> Passage shown:
-- begin --
5. Before entering into the aforesaid controversy it will be appropriate to examine the provision with regard to filing of counter claim by the defendant. Order 8 Rule6-A CPC gives a right to the defendant either to claim a set-off or set up, by way of counter claim against the claim of the plaintiff, any right or claim in respect of a cause of action accruing to the defendant against the plaintiff either before or after the filing of the suit but before the defendant has delivered his defence or before the time fixed for delivering his defence has expired. There is also a restriction that the counter claim should not exceed the pecuniary limits of the jurisdiction of the Court. It further provides that the counter claim shall have the same effect as a cross suit and the plaintiff shall be at liberty to file a written statement in answer to the counter claim of the defendant. 6. Order 20 Rule 19 CPC provides that where the defendant has been allowed a set off or counter claim, against the claim of plaintiff, the decree shall state what amount is due to the plaintiff and what amount is due to the defendant. 7. Thus from the perusal of the aforesaid provisions it is clear that the defendant also has a right to set up a counter claim against the claim of the plaintiff and the said counter claim shall have the same effect as of a suit. However, the counter claim filed by the defendant is treated as a cross suit but no separate case number is allotted to the counter claim. When the court gives final verdict, only one judgment is pronounced and only one decree is drawn. The provision of Order 41 no-where require the filing of two separate appeals in respect of the same judgment and decree. The submission on behalf of the appellants is that a copy of the memo of the appeal has also been filed with the second appeal and a perusal thereof would reveal that the plaintiff/appellants had challenged the dismissal of their suit and the decree of the counter claim as well but the learned first appellate court fell into grave error of law in coming to the conclusion that the plaintiff/appellant had not preferred any appeal against the decree of counter claim passed in favour of the respondents. 8.
8. The learned counsel for the respondent has submitted that the learned first appellate court has examined the controversy in detailed and has recorded a clear finding that the plaintiff/appellant did not prefer any appeal against the decree by which the counter claim was allowed and as such the judgment and decree passed in respect of the counter claim became final and binding upon the parties. He further submits that in case the appeal against the dismissal of suit for injunction is heard and decided, the possibility regarding the contradictory finding would always be there and therefore the learned first appellate court has rightly held that the appeal against the a part of the judgment and decree was not maintainable. 9. In support of his argument the learned counsel for the respondent has relied upon several judgments reported in : AIR 1997 Supreme Court 3760, 1993 Supp.(2) SCC 146 : AIR 1976 Supreme Court 1645 : AIR 1983 Madras 131 and AIR 2002 Gujarat 166. In all the aforesaid cases relied upon by the respondents it has been held that in the cases of connected suits finding of the court in one suit becomes final in absence of appeal against another suit, the appeal filed against only one suit would be barred by the principle of res judicata. 10. The case law relied upon by the respondents are not at all applicable to the facts of the present case because the Hon'ble Supreme Court as well as other Hon'ble High Courts have laid down the aforesaid principle in the cases where two separate suits were consolidated and were decided by a common judgment and decree. The facts of present case are entirely different. There were not two connected suits which have been consolidated by the learned trial court but it was the counter claim set up by the respondent which has been decided along with the claim of the plaintiff/appellants. Thus there was only one judgment and single decree against which the appeal was filed by the plaintiff/appellants. 11. In these circumstances, I do not agree with the submission of learned counsel for the respondent that the plaintiff/appellants ought to have filed two separate appeals.
-- end --
> Given information:
-- begin --
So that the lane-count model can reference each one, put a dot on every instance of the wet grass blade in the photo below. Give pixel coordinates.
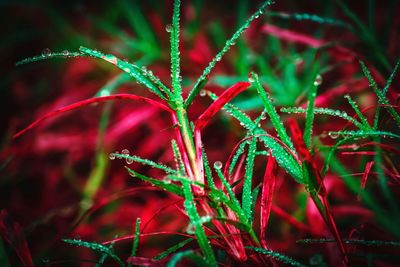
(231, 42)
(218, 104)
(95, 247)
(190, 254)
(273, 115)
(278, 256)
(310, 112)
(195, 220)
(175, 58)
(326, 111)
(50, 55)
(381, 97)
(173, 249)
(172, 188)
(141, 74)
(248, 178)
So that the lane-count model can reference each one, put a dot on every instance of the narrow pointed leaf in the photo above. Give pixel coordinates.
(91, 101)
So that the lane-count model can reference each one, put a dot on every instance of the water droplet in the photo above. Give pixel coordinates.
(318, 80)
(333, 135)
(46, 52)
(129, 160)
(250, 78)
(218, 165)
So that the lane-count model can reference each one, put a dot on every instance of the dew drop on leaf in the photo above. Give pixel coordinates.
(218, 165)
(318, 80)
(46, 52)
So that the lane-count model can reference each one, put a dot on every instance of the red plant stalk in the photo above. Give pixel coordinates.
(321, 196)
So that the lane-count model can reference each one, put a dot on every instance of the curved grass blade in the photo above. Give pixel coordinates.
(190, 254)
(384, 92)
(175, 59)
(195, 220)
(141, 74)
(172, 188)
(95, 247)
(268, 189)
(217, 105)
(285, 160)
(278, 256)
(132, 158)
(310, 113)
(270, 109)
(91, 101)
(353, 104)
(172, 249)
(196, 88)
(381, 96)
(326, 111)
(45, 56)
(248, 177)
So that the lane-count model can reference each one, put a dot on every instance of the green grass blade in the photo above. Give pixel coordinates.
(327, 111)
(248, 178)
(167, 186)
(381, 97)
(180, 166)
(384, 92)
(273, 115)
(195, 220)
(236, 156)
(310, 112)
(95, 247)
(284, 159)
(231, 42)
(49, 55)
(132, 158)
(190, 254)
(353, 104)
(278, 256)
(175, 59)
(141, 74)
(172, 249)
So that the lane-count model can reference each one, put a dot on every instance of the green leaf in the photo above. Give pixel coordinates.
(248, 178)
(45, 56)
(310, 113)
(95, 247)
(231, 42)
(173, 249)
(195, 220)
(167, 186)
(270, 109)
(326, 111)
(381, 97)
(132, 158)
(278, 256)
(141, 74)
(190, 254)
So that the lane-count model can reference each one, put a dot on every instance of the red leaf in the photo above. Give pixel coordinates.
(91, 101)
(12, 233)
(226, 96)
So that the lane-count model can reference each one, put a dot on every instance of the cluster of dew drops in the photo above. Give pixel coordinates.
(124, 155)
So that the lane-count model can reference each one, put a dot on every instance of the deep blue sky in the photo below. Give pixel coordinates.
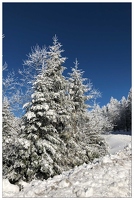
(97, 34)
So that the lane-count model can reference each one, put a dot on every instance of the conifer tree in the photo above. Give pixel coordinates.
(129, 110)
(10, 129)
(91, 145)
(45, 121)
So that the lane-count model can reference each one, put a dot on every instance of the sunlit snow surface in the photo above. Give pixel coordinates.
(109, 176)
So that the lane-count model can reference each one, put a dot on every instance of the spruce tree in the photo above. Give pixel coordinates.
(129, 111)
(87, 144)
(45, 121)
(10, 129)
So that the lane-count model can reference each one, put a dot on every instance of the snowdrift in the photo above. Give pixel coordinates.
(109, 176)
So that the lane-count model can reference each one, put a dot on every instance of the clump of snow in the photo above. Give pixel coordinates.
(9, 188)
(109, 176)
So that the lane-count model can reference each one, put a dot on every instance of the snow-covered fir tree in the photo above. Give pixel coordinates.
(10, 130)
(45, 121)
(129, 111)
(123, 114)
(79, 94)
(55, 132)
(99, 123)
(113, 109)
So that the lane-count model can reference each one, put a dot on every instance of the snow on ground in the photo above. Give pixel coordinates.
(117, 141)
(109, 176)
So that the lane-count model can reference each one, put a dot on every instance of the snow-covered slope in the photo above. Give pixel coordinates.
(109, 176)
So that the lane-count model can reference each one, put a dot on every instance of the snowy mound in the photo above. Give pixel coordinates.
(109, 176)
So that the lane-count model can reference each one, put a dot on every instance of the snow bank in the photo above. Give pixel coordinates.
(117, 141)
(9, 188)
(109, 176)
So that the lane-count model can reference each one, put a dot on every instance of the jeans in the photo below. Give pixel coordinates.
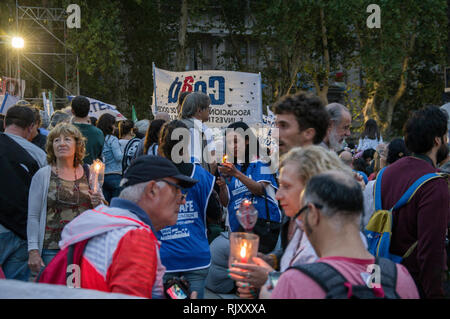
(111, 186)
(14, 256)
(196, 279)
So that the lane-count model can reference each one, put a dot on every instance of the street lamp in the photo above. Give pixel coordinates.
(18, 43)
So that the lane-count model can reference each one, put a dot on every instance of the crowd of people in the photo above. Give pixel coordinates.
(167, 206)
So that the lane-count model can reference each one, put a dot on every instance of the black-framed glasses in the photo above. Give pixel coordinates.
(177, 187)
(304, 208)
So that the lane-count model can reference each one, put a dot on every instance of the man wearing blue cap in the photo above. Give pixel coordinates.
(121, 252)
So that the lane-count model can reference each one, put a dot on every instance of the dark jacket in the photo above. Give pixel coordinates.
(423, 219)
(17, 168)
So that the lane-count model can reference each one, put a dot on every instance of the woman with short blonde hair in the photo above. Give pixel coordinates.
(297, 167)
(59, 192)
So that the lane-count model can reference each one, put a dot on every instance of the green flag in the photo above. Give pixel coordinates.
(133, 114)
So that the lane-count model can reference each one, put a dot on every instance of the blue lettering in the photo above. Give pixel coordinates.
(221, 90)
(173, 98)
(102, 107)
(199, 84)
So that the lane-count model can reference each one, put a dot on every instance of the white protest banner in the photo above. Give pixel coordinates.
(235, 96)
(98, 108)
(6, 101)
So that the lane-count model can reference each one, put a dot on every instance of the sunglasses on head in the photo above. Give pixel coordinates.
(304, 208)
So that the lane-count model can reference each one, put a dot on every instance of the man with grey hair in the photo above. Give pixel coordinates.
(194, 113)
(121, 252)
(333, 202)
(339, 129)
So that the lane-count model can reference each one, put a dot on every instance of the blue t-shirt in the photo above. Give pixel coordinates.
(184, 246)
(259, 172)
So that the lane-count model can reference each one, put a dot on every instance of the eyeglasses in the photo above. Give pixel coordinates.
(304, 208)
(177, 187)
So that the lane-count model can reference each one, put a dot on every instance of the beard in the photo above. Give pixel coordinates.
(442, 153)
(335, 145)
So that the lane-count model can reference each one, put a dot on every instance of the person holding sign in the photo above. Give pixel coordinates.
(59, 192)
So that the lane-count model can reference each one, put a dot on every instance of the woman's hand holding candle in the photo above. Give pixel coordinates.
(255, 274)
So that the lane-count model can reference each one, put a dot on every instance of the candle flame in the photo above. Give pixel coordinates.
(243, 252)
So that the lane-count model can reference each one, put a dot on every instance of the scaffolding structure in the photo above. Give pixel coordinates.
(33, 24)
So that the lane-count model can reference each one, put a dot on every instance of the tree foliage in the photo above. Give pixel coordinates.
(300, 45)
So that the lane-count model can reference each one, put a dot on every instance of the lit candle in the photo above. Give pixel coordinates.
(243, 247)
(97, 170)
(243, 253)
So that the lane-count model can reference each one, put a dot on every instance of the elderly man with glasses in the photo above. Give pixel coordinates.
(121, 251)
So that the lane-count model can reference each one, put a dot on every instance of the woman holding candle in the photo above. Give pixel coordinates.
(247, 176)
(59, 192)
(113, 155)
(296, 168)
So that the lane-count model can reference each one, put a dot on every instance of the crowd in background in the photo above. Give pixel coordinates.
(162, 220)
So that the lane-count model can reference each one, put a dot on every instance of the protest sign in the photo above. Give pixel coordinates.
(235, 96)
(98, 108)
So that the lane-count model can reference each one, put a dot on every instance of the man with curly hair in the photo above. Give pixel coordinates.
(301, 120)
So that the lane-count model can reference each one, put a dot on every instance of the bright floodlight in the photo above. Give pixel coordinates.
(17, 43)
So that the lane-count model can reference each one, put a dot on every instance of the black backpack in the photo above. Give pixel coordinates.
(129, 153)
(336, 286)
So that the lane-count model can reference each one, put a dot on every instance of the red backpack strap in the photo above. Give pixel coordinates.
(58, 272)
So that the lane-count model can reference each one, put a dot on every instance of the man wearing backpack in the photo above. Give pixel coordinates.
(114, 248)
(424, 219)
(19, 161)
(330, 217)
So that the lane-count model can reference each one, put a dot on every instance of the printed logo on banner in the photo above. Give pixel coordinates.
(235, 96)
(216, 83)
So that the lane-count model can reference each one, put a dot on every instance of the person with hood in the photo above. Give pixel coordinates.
-- end --
> Parts of the exercise:
- a) List every case citation that the passage on counter claims gives as relied upon by the learned counsel for the respondent.
- b) Resume the passage on counter claims after its final sentence, keeping to its formal judicial style.

> Solved problems:
- a)
- AIR 1997 Supreme Court 3760
- 1993 Supp.(2) SCC 146
- AIR 1976 Supreme Court 1645
- AIR 1983 Madras 131
- AIR 2002 Gujarat 166

- b)
Thus there was only one judgment and single decree against which the appeal was filed by the plaintiff/appellants. 11. In these circumstances, I do not agree with the submission of learned counsel for the respondent that the plaintiff/appellants ought to have filed two separate appeals. However, there is force in the argument of learned counsel for the respondent that the plaintiff/appellants ought to have paid the court fees and ought to have valued the appeal in accordance with the decree drawn up by the trial court. So far as the payment of court fee with regard to the appeal filed against the decree of counter claim is concerned, the appellate court in stead of dismissing the appeal ought to have given an opportunity to the plaintiff/appellants to suitably amend the memo of appeal and pay the required court fee. The learned first appellate court instead of requiring the plaintiff/appellants to remove the defects, dismissed the appeal on the ground that the plaintiff/appellants did not file any appeal against the decree by which the counter claim was allowed while the facts are otherwise. A perusal of the memo of appeal would reflect that the plaintiff/appellants had sought relief in respect of counter claim also. 12. The principle of res-judicata as contained under Section 11 CPC does not apply to the facts of the present case because there was only one suit in which the counter claim was preferred by the defendant/respondent and it was not a case where two different suits had been consolidated and decided by a common judgment and decree. In such a case two different appeals are certainly required but in a case like the present one where the defendant/respondent had preferred counter claim and the plaintiff's suit was decided along with the counter claim, there was absolutely no requirement to file two different appeals. Thus the learned first appellate court has wrongly gone into question of principle of res judicata. 13. In the result, I am of the view that the impugned judgment and decree, passed by the learned first appellate court suffers from error of law and is liable to be set aside. 14. In the result Second Appeal is allowed and the judgment and decree of the first appellate court passed in Civil Appeal No. 34 of 2007 is hereby set aside.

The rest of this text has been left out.